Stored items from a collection
□ □ □ □ □ □ □

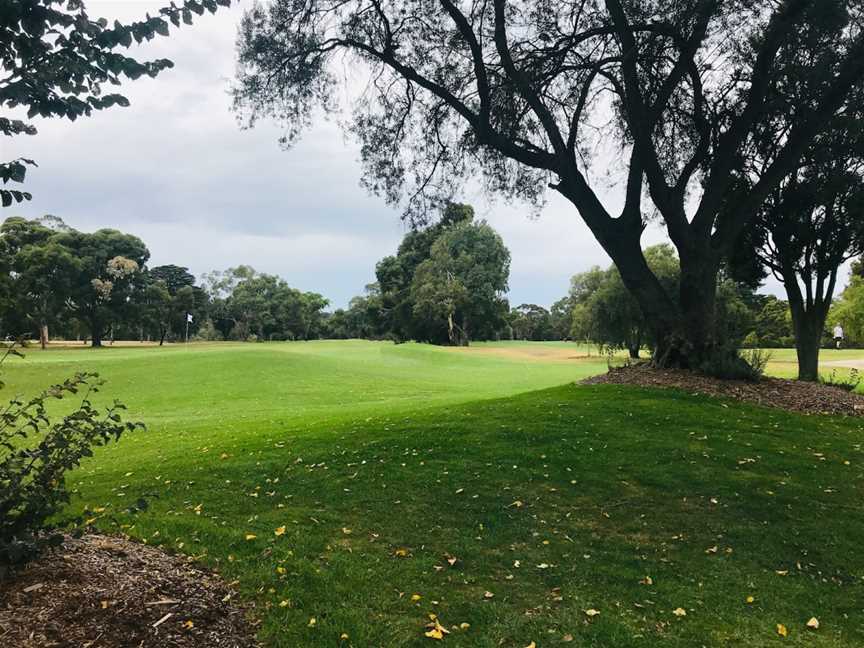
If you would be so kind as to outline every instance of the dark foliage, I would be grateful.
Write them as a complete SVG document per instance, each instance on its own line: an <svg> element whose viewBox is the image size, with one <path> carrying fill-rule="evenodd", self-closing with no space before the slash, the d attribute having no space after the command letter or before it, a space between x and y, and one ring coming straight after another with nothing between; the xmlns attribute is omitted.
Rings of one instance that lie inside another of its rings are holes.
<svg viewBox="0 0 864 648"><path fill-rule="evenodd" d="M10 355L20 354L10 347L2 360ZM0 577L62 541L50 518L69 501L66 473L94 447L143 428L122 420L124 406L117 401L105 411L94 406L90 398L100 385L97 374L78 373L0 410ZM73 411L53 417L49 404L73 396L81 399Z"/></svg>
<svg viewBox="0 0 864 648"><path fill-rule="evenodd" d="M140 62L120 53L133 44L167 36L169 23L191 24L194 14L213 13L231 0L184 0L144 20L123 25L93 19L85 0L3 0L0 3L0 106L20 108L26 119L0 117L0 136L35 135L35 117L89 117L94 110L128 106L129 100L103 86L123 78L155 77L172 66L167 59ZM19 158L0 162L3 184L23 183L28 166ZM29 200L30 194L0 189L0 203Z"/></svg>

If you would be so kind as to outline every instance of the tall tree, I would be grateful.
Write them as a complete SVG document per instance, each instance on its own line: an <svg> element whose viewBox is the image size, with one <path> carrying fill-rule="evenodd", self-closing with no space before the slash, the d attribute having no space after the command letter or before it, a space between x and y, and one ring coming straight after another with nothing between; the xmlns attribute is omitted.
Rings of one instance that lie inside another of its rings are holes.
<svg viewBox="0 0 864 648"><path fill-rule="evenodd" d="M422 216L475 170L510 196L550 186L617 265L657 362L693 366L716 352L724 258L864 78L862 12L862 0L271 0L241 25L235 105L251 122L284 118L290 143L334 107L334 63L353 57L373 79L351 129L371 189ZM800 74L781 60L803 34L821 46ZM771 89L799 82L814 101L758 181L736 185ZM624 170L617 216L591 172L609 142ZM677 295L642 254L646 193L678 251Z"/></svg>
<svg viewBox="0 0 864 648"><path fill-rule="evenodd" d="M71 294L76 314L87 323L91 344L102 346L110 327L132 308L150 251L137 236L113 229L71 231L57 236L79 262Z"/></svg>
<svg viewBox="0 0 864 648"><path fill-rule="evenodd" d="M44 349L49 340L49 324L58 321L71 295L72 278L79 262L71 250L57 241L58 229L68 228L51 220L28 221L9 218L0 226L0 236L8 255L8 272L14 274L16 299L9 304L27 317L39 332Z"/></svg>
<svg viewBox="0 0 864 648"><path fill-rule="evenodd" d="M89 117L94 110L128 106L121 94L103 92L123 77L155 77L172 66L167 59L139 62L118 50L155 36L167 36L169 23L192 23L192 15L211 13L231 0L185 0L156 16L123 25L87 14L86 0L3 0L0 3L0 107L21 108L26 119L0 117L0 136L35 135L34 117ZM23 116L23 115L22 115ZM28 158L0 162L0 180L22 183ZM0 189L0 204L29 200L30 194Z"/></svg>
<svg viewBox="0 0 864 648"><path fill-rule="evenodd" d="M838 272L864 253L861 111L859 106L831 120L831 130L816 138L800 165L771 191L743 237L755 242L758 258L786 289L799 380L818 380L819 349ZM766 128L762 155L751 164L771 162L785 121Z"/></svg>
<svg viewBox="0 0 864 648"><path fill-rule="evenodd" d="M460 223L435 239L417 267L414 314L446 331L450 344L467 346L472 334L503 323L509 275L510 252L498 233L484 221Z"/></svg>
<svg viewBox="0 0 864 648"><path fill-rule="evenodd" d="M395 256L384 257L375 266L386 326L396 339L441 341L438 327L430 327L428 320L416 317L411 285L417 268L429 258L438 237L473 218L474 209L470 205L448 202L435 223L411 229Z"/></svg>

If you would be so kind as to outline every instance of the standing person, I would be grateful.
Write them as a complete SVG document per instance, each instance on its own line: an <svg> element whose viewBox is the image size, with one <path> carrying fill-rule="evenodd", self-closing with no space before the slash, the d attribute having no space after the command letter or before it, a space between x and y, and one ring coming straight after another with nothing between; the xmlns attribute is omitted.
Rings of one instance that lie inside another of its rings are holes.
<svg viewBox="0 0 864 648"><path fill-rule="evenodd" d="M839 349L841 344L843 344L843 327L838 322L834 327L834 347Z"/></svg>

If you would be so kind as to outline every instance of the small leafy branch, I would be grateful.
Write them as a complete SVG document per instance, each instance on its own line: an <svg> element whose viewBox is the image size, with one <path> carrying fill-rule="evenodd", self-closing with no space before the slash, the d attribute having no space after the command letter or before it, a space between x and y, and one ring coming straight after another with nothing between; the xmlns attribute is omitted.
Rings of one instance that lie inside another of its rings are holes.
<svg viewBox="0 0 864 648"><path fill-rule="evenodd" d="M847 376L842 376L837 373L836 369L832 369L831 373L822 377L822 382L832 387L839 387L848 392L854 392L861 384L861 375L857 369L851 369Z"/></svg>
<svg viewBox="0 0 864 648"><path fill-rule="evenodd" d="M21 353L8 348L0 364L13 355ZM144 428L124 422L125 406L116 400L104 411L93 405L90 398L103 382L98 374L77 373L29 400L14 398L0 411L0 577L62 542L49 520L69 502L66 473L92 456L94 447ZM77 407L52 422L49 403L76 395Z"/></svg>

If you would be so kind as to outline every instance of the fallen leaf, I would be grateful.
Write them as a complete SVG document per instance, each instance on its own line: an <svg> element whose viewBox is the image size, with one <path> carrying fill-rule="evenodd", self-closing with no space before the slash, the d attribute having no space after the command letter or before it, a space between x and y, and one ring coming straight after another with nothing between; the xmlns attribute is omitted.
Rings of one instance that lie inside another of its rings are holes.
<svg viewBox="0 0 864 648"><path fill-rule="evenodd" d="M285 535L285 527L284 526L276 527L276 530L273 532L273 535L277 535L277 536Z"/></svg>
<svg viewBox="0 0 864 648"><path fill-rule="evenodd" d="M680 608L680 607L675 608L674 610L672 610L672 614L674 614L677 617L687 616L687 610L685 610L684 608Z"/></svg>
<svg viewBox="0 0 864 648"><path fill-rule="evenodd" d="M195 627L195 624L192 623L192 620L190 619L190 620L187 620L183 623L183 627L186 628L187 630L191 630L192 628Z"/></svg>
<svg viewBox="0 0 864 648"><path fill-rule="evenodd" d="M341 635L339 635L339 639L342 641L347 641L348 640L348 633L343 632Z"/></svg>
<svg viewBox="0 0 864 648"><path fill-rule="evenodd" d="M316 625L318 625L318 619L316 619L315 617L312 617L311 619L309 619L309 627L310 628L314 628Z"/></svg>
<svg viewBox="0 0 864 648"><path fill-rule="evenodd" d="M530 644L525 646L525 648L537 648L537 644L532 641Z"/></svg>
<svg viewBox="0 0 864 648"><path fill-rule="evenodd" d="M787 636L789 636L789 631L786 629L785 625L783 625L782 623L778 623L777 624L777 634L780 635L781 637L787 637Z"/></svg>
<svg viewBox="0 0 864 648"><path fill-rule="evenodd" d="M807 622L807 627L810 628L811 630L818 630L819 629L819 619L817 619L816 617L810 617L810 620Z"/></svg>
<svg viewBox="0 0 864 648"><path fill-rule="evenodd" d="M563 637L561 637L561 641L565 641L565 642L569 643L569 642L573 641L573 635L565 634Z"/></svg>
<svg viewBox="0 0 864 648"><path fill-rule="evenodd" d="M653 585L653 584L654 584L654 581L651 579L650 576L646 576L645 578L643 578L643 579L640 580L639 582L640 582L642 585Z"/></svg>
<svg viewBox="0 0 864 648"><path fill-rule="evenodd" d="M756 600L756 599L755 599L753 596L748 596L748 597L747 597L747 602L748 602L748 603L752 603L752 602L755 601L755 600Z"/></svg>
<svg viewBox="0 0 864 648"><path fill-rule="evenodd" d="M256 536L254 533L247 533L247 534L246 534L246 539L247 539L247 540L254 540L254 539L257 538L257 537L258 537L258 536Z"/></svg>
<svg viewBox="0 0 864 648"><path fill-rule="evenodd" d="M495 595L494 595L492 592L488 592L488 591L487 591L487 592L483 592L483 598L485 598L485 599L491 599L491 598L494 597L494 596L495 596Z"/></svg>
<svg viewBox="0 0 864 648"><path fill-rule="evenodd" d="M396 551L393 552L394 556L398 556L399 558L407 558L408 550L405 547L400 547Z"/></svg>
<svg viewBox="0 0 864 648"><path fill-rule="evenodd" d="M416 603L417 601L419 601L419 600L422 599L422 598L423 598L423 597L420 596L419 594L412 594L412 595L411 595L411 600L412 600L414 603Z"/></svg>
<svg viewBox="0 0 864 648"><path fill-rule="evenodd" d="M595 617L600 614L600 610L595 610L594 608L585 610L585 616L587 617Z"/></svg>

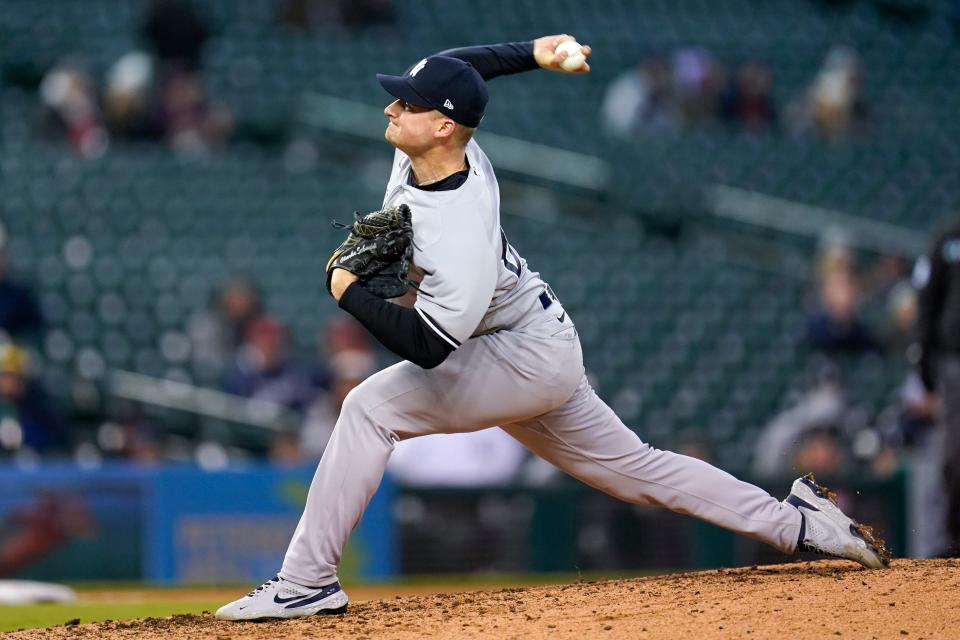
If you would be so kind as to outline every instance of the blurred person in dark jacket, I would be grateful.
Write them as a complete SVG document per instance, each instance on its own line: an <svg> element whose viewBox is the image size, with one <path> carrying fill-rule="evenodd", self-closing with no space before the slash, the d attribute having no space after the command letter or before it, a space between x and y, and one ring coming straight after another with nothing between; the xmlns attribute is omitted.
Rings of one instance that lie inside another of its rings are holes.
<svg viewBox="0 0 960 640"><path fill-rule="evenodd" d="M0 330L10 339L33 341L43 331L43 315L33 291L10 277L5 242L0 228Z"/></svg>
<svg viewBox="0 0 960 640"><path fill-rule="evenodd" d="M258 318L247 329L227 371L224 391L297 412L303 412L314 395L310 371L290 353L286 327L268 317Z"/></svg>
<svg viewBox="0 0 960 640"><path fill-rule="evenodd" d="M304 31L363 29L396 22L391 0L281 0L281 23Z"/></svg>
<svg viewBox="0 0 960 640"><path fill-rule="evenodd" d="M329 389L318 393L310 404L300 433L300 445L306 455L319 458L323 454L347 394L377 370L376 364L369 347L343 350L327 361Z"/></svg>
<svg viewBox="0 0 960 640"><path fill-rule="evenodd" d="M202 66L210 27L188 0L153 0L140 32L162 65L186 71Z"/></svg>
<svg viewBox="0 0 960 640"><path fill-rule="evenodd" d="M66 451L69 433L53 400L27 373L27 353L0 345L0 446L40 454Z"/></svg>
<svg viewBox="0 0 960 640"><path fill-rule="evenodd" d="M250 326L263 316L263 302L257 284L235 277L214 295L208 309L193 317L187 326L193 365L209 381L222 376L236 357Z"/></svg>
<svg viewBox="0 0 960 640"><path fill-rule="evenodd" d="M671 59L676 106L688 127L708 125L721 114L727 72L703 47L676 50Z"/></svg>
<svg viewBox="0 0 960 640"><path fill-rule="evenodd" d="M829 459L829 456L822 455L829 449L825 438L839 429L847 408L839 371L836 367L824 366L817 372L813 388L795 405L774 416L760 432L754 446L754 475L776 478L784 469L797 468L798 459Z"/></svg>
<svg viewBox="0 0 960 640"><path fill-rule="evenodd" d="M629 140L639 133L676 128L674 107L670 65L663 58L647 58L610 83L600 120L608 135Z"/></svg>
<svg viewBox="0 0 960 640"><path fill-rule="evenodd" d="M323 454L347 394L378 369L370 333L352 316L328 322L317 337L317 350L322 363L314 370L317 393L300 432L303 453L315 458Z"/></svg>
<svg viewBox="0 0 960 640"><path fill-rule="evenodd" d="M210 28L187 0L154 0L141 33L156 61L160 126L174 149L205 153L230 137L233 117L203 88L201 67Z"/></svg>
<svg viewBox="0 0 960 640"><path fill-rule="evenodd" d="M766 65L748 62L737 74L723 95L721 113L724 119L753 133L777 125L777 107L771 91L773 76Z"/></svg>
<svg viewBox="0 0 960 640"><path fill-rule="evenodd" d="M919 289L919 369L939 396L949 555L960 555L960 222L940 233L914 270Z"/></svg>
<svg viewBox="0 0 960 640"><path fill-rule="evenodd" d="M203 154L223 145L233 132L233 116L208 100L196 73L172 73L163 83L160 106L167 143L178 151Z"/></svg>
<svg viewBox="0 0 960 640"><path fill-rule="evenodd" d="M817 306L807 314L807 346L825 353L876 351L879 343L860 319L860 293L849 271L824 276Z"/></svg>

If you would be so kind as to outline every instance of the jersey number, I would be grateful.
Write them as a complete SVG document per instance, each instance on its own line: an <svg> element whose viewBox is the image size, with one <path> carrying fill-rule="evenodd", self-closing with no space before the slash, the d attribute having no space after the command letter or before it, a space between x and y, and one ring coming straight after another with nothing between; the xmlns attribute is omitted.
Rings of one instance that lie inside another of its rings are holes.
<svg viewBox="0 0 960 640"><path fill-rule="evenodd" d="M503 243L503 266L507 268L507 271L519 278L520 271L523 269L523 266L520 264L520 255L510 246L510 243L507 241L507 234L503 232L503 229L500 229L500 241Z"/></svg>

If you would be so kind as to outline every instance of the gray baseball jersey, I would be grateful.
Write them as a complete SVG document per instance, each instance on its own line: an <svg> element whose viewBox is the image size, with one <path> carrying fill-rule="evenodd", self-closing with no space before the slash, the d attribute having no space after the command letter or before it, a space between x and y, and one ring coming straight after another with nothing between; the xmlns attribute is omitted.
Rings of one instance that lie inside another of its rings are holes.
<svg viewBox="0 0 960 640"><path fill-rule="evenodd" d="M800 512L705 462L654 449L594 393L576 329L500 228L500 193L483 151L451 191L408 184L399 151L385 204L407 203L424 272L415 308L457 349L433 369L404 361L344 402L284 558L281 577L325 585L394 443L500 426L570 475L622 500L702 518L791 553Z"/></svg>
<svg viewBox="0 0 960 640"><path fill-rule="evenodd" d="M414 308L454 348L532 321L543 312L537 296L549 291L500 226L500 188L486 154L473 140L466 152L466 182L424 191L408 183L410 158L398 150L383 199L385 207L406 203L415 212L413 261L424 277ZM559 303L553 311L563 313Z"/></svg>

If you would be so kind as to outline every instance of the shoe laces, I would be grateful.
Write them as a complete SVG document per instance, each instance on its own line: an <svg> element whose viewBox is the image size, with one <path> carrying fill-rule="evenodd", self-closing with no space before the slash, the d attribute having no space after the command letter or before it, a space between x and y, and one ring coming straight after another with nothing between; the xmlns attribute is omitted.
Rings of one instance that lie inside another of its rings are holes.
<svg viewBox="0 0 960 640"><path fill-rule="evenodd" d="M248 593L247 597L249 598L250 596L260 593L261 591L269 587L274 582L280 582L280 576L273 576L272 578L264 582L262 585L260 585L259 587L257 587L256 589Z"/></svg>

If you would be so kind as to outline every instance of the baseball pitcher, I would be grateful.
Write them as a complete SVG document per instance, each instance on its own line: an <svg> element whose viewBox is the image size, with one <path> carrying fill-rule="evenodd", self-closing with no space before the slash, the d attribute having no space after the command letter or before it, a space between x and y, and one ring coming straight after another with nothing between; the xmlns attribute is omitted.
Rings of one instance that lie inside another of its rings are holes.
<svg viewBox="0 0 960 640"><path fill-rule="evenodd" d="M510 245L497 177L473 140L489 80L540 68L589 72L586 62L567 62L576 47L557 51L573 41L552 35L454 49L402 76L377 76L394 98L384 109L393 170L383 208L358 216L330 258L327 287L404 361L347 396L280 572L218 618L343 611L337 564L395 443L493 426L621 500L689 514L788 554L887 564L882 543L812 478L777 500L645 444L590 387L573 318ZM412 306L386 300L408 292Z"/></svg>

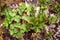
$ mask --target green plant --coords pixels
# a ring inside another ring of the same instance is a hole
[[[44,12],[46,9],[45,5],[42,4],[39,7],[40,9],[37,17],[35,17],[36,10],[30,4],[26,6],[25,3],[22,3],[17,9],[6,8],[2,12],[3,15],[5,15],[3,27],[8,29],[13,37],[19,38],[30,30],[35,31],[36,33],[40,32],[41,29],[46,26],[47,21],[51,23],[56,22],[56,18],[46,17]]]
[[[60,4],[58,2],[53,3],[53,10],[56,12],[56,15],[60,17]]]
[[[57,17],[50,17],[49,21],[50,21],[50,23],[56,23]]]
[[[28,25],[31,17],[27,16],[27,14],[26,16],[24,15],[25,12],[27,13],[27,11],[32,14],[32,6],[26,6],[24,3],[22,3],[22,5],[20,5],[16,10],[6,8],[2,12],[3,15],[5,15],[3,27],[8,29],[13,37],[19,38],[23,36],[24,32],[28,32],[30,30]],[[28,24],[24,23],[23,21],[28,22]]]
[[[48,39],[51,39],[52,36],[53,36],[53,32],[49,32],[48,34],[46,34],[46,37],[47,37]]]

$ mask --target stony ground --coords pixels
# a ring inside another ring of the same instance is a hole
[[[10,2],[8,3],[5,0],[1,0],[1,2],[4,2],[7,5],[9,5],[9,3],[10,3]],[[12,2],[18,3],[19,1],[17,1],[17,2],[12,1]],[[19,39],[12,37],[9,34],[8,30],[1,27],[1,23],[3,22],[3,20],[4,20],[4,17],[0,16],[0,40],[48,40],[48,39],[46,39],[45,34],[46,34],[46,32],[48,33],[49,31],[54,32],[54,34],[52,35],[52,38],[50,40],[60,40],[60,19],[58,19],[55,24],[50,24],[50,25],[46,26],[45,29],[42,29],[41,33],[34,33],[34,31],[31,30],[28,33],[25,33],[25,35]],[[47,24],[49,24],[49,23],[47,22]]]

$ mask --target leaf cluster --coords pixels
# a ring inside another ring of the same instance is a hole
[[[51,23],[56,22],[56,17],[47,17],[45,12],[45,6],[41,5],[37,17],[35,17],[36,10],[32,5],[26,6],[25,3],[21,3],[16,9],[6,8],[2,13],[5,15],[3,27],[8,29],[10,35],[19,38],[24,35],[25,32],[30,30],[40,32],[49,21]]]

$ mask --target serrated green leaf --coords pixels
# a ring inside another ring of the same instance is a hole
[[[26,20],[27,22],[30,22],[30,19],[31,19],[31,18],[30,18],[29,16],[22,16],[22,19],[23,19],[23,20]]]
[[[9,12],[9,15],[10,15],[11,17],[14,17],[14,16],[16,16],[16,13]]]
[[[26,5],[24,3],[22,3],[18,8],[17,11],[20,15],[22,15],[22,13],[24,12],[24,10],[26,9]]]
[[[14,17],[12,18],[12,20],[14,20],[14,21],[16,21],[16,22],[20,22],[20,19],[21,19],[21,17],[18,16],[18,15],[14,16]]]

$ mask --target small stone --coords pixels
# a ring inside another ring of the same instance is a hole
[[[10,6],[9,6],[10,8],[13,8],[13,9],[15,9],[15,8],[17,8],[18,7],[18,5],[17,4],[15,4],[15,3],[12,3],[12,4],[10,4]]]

□ □ □ □ □ □ □

▸ PROMPT:
Leave out the images and write out the lines above exactly, from the one with "pitcher, I would be grateful." up to and including the one with "plant --coords pixels".

▸ WRITTEN RESPONSE:
If you would be so kind as to outline every instance of the baseball pitcher, I would be grateful.
Write them as a complete SVG document per instance, each instance on its own line: an <svg> element whose viewBox is the image size, with one <path> carrying fill-rule="evenodd", self-closing with no space before the slash, the d attribute having no space after the command letter or before it, a space between x and y, and one ring coming straight after another with nothing between; the xmlns attribute is omitted.
Rings of one instance that lie inside another of its rings are holes.
<svg viewBox="0 0 960 640"><path fill-rule="evenodd" d="M510 245L497 177L473 140L489 80L540 68L589 72L586 62L567 62L576 47L557 51L573 41L552 35L454 49L402 76L377 76L394 98L384 109L393 170L383 208L358 216L330 258L327 287L404 361L347 396L280 572L218 618L343 611L337 564L395 443L493 426L621 500L689 514L788 554L887 564L882 543L812 478L777 500L645 444L590 387L573 318ZM412 306L386 300L408 292Z"/></svg>

$ mask --target green plant --coords pixels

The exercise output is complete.